[Records drawn from a dataset]
((

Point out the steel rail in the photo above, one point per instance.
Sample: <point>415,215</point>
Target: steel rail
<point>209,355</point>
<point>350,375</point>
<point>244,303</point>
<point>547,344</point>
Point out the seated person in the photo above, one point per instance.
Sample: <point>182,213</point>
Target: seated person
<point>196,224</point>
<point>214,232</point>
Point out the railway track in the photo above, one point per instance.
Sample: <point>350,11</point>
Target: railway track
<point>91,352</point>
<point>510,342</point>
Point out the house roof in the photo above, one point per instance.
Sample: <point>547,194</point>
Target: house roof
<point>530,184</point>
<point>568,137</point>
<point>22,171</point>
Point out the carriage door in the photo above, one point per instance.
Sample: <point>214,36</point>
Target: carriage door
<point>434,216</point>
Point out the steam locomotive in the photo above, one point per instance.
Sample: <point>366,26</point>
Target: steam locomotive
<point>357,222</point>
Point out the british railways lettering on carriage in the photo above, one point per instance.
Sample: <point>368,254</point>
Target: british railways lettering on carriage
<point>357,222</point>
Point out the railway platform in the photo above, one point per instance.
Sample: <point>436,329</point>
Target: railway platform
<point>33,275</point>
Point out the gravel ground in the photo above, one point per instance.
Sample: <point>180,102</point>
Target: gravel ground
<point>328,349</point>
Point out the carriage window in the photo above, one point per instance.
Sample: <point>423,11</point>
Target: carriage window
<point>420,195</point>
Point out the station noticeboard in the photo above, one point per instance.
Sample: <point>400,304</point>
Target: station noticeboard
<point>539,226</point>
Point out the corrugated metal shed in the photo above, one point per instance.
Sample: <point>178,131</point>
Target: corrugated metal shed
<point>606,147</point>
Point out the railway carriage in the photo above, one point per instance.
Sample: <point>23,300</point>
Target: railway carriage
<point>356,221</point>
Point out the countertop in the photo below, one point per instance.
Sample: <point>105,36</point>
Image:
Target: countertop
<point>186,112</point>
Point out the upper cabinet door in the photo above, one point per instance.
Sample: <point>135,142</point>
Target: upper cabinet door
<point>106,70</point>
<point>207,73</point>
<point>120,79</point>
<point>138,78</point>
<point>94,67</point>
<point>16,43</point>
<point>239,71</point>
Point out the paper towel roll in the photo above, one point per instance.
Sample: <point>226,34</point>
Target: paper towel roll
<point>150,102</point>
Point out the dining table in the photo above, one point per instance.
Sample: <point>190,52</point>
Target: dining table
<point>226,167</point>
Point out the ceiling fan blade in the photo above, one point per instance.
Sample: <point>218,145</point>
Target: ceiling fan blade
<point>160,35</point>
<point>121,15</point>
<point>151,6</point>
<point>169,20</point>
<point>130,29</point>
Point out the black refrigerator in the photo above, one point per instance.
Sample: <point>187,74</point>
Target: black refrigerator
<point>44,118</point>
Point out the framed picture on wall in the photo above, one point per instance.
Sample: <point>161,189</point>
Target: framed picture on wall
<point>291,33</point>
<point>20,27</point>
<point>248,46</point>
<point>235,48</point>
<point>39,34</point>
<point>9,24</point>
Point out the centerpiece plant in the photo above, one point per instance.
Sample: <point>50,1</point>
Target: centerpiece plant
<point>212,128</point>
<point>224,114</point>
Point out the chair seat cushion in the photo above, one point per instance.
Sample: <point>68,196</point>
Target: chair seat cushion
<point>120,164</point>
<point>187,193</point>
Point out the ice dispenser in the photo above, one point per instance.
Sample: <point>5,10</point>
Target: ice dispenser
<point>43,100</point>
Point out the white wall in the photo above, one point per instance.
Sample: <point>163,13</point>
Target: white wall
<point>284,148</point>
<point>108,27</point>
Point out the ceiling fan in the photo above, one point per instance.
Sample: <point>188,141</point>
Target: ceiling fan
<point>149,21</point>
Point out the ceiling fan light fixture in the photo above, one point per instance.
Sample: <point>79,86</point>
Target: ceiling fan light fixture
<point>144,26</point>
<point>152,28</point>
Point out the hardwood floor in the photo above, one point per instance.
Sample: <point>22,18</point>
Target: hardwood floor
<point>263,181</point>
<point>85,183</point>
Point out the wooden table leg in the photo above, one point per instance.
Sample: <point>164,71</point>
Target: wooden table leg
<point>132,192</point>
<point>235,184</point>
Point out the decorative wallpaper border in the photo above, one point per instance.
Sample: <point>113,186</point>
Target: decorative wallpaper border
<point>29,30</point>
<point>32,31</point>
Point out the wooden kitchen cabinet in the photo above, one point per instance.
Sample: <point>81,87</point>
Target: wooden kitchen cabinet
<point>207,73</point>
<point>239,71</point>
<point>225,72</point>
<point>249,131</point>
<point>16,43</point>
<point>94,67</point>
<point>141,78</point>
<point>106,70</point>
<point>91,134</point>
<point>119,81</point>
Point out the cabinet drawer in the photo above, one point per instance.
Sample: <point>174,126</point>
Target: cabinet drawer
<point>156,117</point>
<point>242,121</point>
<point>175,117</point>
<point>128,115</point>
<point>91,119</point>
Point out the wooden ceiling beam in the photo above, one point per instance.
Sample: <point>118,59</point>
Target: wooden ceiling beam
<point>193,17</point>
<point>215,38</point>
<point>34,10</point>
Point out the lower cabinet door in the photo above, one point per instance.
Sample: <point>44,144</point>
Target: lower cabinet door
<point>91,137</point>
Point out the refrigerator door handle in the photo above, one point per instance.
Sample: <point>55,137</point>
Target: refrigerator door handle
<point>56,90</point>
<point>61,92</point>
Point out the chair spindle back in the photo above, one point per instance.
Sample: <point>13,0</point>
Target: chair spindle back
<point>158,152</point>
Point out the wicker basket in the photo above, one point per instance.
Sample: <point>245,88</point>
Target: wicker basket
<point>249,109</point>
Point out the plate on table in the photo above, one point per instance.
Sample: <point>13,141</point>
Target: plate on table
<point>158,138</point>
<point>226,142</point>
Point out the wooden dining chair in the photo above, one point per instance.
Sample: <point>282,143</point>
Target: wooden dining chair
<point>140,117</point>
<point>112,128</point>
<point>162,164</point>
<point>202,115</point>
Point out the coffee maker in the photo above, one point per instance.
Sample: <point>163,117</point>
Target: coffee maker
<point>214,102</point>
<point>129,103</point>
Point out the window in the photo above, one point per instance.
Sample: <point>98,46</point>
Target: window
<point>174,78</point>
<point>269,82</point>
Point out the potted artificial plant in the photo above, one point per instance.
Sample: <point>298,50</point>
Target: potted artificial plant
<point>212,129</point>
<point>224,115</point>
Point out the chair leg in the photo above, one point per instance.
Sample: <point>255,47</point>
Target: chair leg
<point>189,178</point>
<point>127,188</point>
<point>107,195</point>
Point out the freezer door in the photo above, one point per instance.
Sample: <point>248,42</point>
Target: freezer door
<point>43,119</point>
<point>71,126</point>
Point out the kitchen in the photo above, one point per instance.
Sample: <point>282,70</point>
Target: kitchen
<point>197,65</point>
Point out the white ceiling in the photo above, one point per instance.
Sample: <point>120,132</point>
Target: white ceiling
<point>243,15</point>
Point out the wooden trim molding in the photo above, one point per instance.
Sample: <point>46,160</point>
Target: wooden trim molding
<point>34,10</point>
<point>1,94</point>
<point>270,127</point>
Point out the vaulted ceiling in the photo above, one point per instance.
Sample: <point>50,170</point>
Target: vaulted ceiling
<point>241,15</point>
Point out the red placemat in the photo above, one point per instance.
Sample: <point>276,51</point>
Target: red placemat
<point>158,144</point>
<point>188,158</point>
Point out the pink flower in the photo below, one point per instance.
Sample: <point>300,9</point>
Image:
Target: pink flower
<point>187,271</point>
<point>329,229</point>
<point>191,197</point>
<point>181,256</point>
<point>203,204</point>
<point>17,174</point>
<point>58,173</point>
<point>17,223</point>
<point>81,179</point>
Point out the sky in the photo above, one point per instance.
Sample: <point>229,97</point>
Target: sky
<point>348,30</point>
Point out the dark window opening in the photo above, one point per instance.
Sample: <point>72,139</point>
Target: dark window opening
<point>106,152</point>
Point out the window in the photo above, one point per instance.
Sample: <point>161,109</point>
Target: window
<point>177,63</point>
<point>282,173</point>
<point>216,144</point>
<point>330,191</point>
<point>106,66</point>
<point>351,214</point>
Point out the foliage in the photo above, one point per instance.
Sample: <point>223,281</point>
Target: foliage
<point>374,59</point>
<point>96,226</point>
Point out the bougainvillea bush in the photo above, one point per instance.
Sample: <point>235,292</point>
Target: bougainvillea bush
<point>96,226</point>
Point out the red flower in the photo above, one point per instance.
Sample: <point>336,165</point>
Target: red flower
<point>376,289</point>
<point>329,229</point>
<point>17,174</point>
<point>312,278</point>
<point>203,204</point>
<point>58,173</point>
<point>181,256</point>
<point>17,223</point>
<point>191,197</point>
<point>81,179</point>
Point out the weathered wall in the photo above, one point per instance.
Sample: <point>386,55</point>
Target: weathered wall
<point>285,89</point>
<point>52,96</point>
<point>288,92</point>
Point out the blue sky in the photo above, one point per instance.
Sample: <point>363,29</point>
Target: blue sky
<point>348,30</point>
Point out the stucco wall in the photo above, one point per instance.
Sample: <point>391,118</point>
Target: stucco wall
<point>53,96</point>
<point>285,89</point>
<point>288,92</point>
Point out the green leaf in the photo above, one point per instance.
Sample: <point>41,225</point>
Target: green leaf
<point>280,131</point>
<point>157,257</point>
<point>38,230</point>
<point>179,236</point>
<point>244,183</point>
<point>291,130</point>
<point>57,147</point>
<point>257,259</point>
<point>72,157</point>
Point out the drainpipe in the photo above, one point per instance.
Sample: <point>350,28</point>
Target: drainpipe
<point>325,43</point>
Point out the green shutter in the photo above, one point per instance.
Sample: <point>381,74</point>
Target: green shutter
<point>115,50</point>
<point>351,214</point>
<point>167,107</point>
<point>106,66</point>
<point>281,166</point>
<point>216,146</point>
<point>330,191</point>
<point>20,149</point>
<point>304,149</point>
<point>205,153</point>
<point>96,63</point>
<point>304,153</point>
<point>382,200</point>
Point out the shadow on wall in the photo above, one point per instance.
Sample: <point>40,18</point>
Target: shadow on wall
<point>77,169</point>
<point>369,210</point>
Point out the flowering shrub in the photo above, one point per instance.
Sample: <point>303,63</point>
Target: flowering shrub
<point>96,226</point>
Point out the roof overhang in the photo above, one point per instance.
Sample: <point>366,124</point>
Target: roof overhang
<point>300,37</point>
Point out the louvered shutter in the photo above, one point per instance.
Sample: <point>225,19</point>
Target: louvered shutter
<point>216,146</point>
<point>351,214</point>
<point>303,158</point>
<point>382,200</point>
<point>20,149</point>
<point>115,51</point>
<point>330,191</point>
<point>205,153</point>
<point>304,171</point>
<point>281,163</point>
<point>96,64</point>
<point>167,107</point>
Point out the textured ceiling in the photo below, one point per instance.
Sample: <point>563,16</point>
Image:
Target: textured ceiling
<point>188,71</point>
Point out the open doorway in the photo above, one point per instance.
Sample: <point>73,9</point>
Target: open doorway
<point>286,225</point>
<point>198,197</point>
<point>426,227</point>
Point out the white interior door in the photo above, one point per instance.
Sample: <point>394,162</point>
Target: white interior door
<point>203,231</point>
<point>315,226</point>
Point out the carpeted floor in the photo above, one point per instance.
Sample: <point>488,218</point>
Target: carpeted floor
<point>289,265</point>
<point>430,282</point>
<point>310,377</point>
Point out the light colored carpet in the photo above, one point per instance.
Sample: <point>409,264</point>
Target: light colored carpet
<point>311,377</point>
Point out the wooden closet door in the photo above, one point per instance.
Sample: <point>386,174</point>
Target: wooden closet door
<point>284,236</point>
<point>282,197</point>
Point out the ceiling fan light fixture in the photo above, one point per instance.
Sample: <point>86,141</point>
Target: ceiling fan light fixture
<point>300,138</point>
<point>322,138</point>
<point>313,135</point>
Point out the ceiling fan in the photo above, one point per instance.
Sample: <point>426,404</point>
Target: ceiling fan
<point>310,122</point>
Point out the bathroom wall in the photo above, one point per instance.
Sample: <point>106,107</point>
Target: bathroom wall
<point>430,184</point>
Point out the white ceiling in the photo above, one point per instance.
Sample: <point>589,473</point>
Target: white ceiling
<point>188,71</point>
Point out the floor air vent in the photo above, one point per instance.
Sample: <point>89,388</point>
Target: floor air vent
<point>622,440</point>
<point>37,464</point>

))

The answer must be a single number: how many lines of the data hold the word "below".

__Exercise output__: 3